PROBLEM TO SOLVE:
Rewrite the data from its first line through the line containing "left=295, top=622, right=327, bottom=654", adding 84 to every coordinate in the answers and keeping all other text unchanged.

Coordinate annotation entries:

=-=-=-=-=

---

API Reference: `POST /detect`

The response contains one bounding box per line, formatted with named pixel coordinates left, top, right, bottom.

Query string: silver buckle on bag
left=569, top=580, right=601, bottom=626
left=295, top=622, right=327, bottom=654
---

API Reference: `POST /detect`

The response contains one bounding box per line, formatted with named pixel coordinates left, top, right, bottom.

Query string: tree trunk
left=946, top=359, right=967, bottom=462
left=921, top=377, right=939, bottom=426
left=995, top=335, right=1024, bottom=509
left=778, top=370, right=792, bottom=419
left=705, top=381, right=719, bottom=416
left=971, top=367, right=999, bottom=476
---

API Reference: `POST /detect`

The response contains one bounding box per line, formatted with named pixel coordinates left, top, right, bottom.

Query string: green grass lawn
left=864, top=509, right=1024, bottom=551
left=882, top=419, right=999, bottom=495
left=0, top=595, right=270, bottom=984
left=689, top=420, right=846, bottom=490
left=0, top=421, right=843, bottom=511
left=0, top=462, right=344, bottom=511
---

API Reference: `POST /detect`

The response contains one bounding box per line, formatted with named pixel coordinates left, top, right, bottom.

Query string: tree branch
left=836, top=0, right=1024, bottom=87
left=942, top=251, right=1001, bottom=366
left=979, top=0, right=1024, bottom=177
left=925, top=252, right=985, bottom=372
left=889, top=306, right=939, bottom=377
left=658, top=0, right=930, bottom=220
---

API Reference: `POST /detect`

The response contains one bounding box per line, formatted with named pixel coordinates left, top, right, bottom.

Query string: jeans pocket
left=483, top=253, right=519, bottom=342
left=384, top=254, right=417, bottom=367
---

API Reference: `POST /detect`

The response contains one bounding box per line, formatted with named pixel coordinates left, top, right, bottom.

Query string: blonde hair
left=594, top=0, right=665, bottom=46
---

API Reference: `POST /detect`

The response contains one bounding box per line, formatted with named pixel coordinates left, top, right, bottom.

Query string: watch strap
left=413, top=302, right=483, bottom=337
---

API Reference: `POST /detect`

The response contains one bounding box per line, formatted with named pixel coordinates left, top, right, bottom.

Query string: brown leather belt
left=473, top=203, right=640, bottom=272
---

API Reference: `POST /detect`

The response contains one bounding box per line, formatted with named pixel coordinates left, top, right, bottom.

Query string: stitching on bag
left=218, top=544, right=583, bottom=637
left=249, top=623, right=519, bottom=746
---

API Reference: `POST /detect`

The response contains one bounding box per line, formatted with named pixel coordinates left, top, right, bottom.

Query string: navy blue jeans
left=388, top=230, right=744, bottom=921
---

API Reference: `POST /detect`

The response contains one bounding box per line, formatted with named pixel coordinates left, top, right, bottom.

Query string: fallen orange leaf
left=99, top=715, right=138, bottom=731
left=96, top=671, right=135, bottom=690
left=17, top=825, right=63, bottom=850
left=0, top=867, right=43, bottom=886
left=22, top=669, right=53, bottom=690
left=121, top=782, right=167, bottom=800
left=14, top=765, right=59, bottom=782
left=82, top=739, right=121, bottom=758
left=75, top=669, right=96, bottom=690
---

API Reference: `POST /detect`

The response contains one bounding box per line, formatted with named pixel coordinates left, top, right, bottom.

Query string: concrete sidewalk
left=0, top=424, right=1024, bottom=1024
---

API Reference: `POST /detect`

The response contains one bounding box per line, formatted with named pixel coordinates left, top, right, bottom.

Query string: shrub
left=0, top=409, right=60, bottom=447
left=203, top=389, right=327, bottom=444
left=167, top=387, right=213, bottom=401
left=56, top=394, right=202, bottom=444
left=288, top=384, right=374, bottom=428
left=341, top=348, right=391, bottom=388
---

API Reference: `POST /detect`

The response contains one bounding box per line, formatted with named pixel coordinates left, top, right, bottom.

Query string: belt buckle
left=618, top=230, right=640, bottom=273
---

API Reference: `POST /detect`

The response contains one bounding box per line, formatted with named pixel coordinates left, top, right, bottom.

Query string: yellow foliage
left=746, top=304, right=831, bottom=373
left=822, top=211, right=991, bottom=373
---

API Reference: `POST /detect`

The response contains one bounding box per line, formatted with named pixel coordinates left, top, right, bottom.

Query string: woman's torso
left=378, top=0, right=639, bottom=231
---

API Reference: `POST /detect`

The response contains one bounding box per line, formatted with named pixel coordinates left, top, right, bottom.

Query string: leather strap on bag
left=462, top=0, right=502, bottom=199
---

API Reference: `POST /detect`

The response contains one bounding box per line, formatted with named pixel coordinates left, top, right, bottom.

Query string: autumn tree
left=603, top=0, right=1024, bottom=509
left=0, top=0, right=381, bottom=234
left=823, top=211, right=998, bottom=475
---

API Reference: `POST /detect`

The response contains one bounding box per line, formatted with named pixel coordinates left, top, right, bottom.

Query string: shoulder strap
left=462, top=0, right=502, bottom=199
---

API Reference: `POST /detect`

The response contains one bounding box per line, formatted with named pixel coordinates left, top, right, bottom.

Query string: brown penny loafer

=-=-=-=-=

OUTPUT OF THE EXERCISE:
---

API Reference: `POST /detect`

The response contains one bounding box per line, formatted with named pixel coordinates left, top, right, bottom.

Query string: silver buckle on bag
left=653, top=664, right=685, bottom=710
left=379, top=706, right=411, bottom=738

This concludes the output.